INFORMATION GIVEN
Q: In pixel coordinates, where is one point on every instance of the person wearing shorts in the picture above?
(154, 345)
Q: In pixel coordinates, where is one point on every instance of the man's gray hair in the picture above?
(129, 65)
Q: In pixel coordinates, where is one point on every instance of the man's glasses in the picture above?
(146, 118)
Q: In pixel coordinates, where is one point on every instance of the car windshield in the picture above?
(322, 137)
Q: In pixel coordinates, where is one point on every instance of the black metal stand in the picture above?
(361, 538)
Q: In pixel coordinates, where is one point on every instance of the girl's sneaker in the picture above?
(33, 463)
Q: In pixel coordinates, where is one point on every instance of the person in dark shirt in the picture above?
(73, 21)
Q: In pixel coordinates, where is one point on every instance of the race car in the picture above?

EXERCISE BRIEF
The required output is the line containing "windshield in the picture above?" through the last line of the records above, each copied exactly and nothing more.

SOLVED EXERCISE
Q: In pixel coordinates, where is one point on every instance of the car windshield in the picture above?
(322, 137)
Q: In pixel coordinates, where is one point on every instance of the black metal stand in the picture above?
(361, 538)
Q: In pixel coordinates, where is one point on every instance of the girl's sneaker in the picture above?
(33, 463)
Q: In pixel coordinates, where is one point on every instance of the person in dark shirt in the picture above?
(73, 21)
Q: In pixel coordinates, where is one point on every instance of the race car in the picture above?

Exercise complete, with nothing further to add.